■ WORK TO COMPLETE
Decide whether each statement below agrees with the introduction to the beta distribution that follows. Answer yes or no, and quote the exact words of the text that settle it.

1. The page gives a read time of 15 minutes.
2. The page was last modified on July 22, 2023.
3. The beta distribution is commonly encountered in the context of order statistics.

■ EXTRACT TO READ
Introduction to Beta Distribution

Created on July 08, 2023

Last modified on July 22, 2023

Written by Some author

Read time: 10 minutes

Summary: The beta distribution is a probability distribution with a probability density function that can be described using the Beta function, and it is commonly encountered in the context of order statistics.

Introducing the beta distribution.

Beta distribution follows from the Beta function by parameterization. We know that beta distribution is defined in terms of Gamma function by the following:

$$\mathrm{B}(X,Y) = \frac{\Gamma(X) \Gamma(Y)}{\Gamma(X+Y)}$$

And so we can define naturally the beta distribution:

$$f_X(x) = \frac{1}{B(a, b)}x^{a-1}(1-x)^{b-1}$$

with support $(0,1)$.

Beta distribution exists widely with order statistics, specifically, if we have $n$ i.i.d random variables, we want to know how likely one of the variables (after sorted) is in terms of its value. We will encounter beta distribution.

We can first visualize the beta distribution from visualization provided.

■ DATA BLOCK

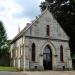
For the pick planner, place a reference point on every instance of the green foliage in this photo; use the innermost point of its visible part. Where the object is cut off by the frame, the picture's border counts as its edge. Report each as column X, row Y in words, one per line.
column 64, row 12
column 2, row 68
column 3, row 40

■ ANSWER TO THE EXERCISE
1. No: "Read time: 10 minutes"
2. Yes: "Last modified on July 22, 2023"
3. Yes: "it is commonly encountered in the context of order statistics"